Gestellte Aufgabe 1: Welche Tätigkeiten schreibt der nachstehende Lesetext Arno Kleinebeckel zu?

Lesetext:
━━━━━━━━

Bestätigungsfehler: Der Selbstbetrug der Eva W. aus O. in M. (Elektrosensibilität)
Unermüdlich kreuzt die selbstdiagnostizierte "Elektrosensible" Eva W. aus O. in M. im www auf der Suche nach Bestätigung für ihre schräge Überzeugung, Mobilfunk sei Teufelszeug und Funkstrahlung vergällte ihr seit 20 Jahren den geruhsamen Lebensabend. Doch mit ihren Beutezügen im Internet betreibt Frau W. aus meiner Sicht Selbstbetrug, sie gibt sich unbewusst dem Bestätigungsfehler hin.
Auslöser dieses Postings ist diese Beute, die Eva W. heute im Gigaherz-Forum stolz präsentiert. Gefangen hat sie diese auf Microsofts Nachrichtenseite MSN (Primärquelle ist Telepolis). Ein gewisser Arno Kleinebeckel hat bei ihr mit seinem Artikel Jugendliche am Abgrund: Warum unser Bildungssystem versagt offensichtlich ins Schwarze getroffen. Wie immer kommentiert die "Elektrosensible" ihr Beutestück mit bedauernden Worten über ihr schweres Los, diesmal wieder ausgeschmückt mit einer erlebten Anekdote (momentan 2249 andere Postings von Eva W. im GHz-Forum).
Was qualifiziert Arno Kleinebeckel?
Wer aber ist Arno Kleinebeckel? Ein Bildungspolitiker oder gar ein Wissenschaftler vom Fach ist er nicht, sondern dieser Quelle zufolge Textjournalist, Sachbuchautor und Lyriker. Nicht weiter tragisch, bis drauf, dass Kleinebeckel in seinem Artikel aller Voraussicht nach seine persönliche Einschätzung über deutsche Bildungspolitik zum Besten gibt. Kann man so machen, doch ob Jugendliche heute tatsächlich am Abgrund stehen und morgen womöglich schon einen Schritt weiter sind, darüber kann man geteilter Meinung sein. So wie der Journalist Peter Novak, der sich 2021 während Corona über eine andere plakative Titelzeile Kleinebeckels wunderte ("Fußball-EM: Der Tod sitzt auf den Rängen") und rückblickend auf die mittelalterlichen Pestwellen optimistisch meint: Es war ein nicht zu unterschätzendes Verdienst von Aufklärern, die Menschen daran zu erinnern, dass es ein Leben vor dem Tod gibt. Manchmal scheint es, als hätten das viele Menschen wieder vergessen.

━━━━━━━━

Gestellte Aufgabe 2: Geben Sie aus der unten folgenden Auflistung den Abschnitt unverändert aus, der mit der Zeile beginnt, die „Scouting pass: put a marker on the red brick, one“ enthält, und mit der Zeile endet, die „[(577, 355)]“ enthält. Beide Zeilen gehören dazu.

━━━━━━━━

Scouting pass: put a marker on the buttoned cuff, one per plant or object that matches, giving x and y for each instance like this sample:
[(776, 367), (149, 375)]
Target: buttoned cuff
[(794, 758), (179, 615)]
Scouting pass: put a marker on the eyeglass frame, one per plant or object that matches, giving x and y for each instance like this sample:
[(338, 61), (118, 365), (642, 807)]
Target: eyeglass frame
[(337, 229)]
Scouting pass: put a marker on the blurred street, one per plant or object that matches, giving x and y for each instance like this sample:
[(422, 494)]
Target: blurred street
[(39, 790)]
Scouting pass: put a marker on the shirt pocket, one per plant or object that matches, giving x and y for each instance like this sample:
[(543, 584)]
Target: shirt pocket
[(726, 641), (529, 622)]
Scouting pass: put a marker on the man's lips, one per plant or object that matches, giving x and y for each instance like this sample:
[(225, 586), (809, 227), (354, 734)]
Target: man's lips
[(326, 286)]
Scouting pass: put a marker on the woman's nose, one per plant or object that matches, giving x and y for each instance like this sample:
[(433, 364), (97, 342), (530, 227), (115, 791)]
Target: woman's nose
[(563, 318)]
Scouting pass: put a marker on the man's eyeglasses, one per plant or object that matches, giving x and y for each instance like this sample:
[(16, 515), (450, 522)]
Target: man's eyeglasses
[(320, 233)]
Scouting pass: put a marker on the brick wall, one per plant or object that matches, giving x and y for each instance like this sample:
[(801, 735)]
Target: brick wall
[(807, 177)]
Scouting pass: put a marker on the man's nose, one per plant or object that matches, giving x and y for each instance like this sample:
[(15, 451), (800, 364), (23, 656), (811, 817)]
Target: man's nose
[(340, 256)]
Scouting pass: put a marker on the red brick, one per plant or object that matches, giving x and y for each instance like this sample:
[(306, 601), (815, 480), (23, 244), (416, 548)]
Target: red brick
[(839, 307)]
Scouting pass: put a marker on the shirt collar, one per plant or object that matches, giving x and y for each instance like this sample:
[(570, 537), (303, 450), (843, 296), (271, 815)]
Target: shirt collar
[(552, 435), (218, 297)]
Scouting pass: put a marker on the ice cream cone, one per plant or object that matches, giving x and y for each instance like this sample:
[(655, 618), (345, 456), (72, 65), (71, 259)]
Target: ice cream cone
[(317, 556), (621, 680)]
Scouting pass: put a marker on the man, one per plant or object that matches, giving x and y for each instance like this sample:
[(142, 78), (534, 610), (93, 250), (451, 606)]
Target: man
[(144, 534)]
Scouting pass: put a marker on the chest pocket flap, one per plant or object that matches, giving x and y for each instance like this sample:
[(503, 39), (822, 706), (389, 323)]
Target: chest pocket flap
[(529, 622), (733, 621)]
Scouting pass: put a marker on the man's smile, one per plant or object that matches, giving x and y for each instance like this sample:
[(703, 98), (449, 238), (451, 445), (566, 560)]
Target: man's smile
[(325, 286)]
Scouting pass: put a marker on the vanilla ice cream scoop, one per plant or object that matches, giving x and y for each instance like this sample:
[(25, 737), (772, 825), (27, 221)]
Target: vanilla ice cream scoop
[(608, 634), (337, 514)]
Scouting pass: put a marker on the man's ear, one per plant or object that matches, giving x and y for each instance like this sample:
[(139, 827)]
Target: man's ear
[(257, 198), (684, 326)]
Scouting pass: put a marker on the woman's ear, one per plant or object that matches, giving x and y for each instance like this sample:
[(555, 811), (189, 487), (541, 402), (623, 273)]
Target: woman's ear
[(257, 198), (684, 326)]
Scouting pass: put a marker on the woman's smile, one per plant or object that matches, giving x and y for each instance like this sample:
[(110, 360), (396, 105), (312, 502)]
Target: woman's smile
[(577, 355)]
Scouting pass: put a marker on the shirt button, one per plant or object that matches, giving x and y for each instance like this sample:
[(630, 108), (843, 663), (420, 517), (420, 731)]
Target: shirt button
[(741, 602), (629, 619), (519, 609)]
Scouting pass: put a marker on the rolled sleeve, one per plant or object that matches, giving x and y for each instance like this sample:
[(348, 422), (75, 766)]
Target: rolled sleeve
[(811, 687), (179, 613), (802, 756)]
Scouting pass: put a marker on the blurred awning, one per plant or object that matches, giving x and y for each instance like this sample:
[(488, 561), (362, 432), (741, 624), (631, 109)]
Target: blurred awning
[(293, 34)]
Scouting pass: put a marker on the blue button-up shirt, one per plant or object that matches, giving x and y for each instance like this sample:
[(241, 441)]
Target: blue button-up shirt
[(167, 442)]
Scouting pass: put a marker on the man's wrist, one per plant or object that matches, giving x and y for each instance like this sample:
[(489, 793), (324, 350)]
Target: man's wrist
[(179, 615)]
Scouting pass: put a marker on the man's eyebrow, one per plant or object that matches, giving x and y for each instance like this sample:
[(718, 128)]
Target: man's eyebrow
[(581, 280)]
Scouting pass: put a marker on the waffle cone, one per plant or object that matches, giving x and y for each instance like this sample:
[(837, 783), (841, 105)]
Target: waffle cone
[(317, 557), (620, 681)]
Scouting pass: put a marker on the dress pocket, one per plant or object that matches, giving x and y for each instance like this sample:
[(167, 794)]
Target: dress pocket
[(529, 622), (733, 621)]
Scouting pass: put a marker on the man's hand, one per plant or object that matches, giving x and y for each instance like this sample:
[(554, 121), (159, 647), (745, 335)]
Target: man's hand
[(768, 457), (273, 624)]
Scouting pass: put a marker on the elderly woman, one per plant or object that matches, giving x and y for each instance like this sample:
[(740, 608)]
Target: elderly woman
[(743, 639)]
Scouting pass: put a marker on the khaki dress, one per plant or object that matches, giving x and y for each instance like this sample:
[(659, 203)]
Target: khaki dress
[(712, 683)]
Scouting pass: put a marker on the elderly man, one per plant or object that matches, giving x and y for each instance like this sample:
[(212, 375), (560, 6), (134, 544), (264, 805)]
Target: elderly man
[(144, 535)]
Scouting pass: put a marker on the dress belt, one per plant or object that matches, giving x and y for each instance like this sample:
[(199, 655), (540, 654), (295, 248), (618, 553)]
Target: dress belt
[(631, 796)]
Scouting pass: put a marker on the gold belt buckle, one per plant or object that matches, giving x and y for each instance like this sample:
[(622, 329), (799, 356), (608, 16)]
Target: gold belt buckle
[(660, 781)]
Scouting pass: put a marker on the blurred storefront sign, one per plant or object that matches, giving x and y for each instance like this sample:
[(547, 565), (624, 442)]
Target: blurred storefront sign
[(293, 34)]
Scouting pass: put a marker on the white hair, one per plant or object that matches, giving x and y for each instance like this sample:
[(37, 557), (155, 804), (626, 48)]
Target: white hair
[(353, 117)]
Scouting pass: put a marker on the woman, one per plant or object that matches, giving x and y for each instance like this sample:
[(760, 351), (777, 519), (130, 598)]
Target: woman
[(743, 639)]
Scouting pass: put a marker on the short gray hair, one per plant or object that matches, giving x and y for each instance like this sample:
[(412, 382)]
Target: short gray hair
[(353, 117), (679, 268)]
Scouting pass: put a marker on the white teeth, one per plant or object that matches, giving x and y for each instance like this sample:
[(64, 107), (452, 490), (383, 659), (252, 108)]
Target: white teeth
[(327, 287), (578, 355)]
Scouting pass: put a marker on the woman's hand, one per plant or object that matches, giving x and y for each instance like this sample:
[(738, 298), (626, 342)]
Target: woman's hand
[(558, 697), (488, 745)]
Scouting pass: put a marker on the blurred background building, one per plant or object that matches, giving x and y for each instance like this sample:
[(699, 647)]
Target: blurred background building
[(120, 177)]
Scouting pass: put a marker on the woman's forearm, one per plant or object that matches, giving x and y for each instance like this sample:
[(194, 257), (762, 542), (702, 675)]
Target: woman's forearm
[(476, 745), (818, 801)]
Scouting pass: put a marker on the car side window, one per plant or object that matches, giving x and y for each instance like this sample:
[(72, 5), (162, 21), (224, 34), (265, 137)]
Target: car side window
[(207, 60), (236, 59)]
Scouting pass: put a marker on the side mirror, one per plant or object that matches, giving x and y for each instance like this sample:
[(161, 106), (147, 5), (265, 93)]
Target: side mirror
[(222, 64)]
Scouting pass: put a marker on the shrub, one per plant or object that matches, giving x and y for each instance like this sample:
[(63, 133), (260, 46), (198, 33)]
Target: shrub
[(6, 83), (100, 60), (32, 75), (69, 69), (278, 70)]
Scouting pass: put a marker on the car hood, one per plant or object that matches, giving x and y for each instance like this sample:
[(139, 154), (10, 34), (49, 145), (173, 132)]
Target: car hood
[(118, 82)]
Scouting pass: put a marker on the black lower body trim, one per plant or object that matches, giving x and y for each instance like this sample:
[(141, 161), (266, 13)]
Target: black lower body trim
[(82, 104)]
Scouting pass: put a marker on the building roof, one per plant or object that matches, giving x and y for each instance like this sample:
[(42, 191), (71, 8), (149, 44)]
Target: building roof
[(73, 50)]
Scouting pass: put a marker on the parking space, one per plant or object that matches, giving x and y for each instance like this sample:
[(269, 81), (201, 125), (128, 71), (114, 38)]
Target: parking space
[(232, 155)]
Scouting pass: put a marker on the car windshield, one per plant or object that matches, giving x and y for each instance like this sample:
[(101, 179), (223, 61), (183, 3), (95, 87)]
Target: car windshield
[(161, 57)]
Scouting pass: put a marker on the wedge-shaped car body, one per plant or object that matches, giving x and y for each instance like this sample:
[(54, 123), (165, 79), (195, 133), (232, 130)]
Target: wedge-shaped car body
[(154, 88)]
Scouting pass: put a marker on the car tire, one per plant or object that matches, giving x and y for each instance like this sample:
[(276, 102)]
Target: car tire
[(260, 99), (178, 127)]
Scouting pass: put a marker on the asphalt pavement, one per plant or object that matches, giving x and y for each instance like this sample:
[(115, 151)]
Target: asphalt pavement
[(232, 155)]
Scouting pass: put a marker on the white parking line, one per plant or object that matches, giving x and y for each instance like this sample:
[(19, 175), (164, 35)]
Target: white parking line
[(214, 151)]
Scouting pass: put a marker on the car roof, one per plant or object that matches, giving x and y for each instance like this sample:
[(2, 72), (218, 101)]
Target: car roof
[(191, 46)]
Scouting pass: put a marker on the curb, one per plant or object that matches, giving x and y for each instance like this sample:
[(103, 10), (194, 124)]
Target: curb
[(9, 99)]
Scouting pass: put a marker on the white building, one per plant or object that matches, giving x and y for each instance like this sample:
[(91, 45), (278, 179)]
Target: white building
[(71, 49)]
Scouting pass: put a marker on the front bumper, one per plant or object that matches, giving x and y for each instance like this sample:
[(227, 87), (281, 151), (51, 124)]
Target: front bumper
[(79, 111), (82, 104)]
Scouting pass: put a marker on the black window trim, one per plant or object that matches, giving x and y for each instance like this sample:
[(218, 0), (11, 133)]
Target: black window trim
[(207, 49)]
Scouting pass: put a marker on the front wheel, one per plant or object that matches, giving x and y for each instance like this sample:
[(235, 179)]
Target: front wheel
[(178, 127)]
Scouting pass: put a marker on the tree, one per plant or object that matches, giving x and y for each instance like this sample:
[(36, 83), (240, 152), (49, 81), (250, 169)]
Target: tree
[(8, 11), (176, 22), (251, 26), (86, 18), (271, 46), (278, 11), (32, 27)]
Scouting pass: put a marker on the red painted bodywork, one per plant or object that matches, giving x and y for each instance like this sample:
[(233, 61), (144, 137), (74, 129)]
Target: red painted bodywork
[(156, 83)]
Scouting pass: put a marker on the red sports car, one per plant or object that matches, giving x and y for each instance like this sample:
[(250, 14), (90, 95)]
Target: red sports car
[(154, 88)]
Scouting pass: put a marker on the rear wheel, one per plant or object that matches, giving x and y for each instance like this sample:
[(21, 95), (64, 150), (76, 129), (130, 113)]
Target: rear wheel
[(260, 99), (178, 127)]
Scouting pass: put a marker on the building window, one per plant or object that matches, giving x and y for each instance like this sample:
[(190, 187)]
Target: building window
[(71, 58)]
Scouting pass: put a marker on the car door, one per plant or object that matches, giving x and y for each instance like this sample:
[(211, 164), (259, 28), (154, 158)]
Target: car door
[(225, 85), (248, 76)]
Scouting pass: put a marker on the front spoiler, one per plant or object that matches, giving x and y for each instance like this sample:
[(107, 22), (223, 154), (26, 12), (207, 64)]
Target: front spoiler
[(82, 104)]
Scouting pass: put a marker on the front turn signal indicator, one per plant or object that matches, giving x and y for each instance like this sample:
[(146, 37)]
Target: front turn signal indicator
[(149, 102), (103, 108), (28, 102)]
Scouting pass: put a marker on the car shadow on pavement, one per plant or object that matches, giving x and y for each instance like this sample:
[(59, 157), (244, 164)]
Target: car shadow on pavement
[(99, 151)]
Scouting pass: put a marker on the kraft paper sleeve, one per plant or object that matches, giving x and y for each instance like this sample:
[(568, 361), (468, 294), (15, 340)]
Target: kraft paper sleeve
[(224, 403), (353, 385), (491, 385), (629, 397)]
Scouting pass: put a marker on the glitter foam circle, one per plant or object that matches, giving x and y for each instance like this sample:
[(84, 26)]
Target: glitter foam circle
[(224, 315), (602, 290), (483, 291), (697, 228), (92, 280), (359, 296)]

━━━━━━━━

Erwartete Ausgabe 1: Er ist Textjournalist, Sachbuchautor und Lyriker.

Erwartete Ausgabe 2:
Scouting pass: put a marker on the red brick, one per plant or object that matches, giving x and y for each instance like this sample:
[(306, 601), (815, 480), (23, 244), (416, 548)]
Target: red brick
[(839, 307)]
Scouting pass: put a marker on the shirt collar, one per plant or object that matches, giving x and y for each instance like this sample:
[(570, 537), (303, 450), (843, 296), (271, 815)]
Target: shirt collar
[(552, 435), (218, 297)]
Scouting pass: put a marker on the ice cream cone, one per plant or object that matches, giving x and y for each instance like this sample:
[(655, 618), (345, 456), (72, 65), (71, 259)]
Target: ice cream cone
[(317, 556), (621, 680)]
Scouting pass: put a marker on the man, one per plant or object that matches, giving x and y for each instance like this sample:
[(142, 78), (534, 610), (93, 250), (451, 606)]
Target: man
[(144, 534)]
Scouting pass: put a marker on the chest pocket flap, one per plant or object that matches, giving x and y for each instance like this sample:
[(503, 39), (822, 706), (389, 323)]
Target: chest pocket flap
[(529, 622), (733, 621)]
Scouting pass: put a marker on the man's smile, one per plant or object that matches, giving x and y for each instance like this sample:
[(703, 98), (449, 238), (451, 445), (566, 560)]
Target: man's smile
[(325, 286)]
Scouting pass: put a marker on the vanilla ice cream scoop, one per plant or object that matches, giving x and y for each instance like this sample:
[(25, 737), (772, 825), (27, 221)]
Target: vanilla ice cream scoop
[(608, 634), (337, 514)]
Scouting pass: put a marker on the man's ear, one per plant or object that matches, giving x and y for each instance like this sample:
[(139, 827)]
Target: man's ear
[(257, 198), (684, 326)]
Scouting pass: put a marker on the woman's ear, one per plant or object that matches, giving x and y for each instance like this sample:
[(555, 811), (189, 487), (541, 402), (623, 273)]
Target: woman's ear
[(257, 198), (684, 326)]
Scouting pass: put a marker on the woman's smile, one per plant or object that matches, giving x and y for each instance like this sample:
[(110, 360), (396, 105), (312, 502)]
Target: woman's smile
[(577, 355)]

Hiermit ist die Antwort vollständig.